プログラミング教育についての文章から、「第4次産業革命に向けて」から「いうことが話題になっている.」までを一字一句そのまま写してもらえますか。

__文書抜粋__
■ ■ ■ ■ ■
プログラミング必修化

第4次産業革命に向けて

2015年3月7日のブログで.坂村 健氏の『プログラミング強国へ教育を』を紹介したついでに,「プログラミング教育」の必要性について触れた.「ゆとり教育」を見直す際に実現しなかったので諦めかけていたところ,最近になり小学校におけるプログラミング教育を必修化するということが話題になっている.

文科省が「情報教育」ではなく,わざわざ「プログラミング教育」と言い換えた背景には,世界的な広がりを見せている第4次産業革命において予想される IT人材の不足がある.経済産業省の調査によると2020年に37万人,2030年にはその二倍の79万人の IT人材が不足すると予測されている.

さらに,海外で加速する小学校からの情報教育に後れを取っている事実を突きつけられたためである.2016年オバマ大統領は,児童生徒全員(幼稚園ー高校)がコンピューターサイエンスのカリキュラムを確実に受けられるようにするための情報教育支援策を打ち出した.また,英国,フィンランド,イスラエル,エストニア.オーストラリア,韓国,シンガポールなど多くの国が,プログラミング教育に取り組んでいる.
■ ■ ■ ■ ■
__提供資料__
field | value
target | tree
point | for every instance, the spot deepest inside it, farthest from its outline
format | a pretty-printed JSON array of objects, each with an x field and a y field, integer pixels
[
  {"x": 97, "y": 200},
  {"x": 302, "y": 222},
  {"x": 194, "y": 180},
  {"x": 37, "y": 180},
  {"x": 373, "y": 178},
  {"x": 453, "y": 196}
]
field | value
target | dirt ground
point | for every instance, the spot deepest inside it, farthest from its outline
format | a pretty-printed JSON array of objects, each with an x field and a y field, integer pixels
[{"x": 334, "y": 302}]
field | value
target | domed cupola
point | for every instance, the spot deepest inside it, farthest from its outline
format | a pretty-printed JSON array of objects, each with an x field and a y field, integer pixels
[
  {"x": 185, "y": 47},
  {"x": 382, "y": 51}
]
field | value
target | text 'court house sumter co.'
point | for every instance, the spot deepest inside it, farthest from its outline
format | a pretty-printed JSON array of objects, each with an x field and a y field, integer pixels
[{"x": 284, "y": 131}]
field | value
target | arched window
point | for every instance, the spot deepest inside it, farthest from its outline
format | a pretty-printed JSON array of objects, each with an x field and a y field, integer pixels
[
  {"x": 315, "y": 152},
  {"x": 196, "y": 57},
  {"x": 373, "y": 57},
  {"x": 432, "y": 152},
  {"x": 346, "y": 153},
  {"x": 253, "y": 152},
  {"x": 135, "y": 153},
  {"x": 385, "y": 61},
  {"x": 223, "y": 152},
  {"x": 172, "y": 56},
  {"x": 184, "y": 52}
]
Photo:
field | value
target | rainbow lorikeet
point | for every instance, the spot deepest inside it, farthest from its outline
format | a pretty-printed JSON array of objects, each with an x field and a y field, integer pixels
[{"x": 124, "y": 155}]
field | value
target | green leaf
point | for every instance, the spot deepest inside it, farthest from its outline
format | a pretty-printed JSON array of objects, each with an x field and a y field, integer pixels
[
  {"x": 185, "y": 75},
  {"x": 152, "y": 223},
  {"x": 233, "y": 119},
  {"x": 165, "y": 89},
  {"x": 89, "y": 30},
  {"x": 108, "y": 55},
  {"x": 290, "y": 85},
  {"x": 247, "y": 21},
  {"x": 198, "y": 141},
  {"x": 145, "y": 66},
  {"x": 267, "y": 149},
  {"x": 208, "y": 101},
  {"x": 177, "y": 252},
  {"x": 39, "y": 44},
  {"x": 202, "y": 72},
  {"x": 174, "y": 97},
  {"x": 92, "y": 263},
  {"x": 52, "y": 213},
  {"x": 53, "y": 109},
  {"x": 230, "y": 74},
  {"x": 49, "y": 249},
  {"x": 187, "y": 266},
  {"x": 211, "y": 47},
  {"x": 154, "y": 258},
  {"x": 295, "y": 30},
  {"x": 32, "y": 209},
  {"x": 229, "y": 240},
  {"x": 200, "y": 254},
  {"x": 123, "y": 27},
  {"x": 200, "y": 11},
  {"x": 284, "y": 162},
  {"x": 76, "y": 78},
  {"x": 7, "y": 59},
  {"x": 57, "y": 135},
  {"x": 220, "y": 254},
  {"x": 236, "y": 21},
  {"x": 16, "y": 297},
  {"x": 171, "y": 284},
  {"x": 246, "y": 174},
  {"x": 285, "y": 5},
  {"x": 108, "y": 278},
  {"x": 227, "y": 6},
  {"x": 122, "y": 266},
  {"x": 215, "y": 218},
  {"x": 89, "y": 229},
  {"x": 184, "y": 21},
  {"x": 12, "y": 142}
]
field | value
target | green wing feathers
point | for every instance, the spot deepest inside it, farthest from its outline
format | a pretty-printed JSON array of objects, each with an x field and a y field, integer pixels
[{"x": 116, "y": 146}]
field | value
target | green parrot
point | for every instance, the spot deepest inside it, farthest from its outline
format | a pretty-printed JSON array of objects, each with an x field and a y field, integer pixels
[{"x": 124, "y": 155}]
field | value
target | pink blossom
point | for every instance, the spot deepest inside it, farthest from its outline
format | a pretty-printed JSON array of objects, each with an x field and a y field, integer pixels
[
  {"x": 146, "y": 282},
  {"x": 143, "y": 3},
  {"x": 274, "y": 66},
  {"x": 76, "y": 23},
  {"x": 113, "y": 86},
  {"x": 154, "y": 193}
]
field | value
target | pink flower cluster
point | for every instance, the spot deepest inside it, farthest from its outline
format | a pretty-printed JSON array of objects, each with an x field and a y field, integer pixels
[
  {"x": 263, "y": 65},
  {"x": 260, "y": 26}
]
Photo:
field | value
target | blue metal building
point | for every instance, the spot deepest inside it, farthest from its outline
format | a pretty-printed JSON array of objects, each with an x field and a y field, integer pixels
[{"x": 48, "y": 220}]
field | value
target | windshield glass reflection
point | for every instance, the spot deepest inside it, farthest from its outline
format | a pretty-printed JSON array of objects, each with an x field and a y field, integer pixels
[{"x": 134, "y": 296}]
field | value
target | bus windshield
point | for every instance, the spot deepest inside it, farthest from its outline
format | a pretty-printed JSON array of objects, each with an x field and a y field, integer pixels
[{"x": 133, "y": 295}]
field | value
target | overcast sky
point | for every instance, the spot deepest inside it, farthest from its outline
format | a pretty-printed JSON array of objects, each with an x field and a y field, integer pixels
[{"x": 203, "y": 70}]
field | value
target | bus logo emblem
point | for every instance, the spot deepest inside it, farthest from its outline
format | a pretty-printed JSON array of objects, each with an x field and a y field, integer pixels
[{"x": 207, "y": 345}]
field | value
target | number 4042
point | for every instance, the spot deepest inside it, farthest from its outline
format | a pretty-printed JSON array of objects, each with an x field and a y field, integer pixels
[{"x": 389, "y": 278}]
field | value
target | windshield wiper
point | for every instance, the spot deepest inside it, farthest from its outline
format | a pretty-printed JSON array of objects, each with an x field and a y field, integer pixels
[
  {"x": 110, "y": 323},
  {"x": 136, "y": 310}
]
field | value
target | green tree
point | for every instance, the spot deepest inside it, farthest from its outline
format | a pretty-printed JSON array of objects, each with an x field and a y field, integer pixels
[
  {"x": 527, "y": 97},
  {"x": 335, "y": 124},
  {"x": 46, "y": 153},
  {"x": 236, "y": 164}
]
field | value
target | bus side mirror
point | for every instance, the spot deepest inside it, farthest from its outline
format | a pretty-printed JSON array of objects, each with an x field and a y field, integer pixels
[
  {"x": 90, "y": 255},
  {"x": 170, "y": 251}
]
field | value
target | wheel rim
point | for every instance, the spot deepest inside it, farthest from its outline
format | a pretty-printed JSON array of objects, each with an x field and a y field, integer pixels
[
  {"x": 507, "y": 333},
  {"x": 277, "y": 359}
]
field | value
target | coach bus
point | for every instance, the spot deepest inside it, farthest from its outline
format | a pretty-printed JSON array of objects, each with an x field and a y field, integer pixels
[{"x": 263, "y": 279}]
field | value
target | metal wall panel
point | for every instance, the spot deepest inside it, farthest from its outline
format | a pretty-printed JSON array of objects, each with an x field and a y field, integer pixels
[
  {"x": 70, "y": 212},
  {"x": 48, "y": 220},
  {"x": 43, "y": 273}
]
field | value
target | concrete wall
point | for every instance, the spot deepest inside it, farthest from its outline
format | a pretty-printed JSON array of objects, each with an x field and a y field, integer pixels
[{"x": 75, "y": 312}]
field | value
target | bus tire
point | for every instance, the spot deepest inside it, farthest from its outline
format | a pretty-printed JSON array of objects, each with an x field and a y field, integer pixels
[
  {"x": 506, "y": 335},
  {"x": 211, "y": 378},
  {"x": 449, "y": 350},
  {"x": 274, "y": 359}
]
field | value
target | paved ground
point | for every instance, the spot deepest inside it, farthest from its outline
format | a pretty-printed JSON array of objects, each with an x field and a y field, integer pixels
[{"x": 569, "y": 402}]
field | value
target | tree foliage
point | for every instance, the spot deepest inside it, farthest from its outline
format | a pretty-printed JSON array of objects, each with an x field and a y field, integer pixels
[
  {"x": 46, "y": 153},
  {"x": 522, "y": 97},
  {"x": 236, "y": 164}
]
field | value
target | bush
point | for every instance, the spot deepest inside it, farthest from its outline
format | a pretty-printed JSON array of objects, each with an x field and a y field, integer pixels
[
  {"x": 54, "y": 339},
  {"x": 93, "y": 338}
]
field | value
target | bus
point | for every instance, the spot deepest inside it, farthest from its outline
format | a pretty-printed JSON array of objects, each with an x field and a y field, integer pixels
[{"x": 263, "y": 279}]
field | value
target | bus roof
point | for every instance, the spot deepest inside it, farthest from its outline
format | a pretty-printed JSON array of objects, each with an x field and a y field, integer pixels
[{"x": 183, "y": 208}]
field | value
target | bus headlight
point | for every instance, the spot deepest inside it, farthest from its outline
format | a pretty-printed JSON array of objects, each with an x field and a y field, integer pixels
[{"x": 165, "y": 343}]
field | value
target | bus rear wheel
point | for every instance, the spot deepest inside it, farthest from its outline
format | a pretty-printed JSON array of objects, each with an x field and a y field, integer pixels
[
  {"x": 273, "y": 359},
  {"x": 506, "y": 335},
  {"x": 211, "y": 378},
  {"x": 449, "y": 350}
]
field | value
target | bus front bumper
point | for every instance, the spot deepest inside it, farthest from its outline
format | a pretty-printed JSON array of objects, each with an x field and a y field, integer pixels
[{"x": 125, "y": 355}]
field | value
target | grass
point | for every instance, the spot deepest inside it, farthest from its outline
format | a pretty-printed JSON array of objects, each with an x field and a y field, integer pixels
■ ■ ■ ■ ■
__課題の結果__
第4次産業革命に向けて

2015年3月7日のブログで.坂村 健氏の『プログラミング強国へ教育を』を紹介したついでに,「プログラミング教育」の必要性について触れた.「ゆとり教育」を見直す際に実現しなかったので諦めかけていたところ,最近になり小学校におけるプログラミング教育を必修化するということが話題になっている.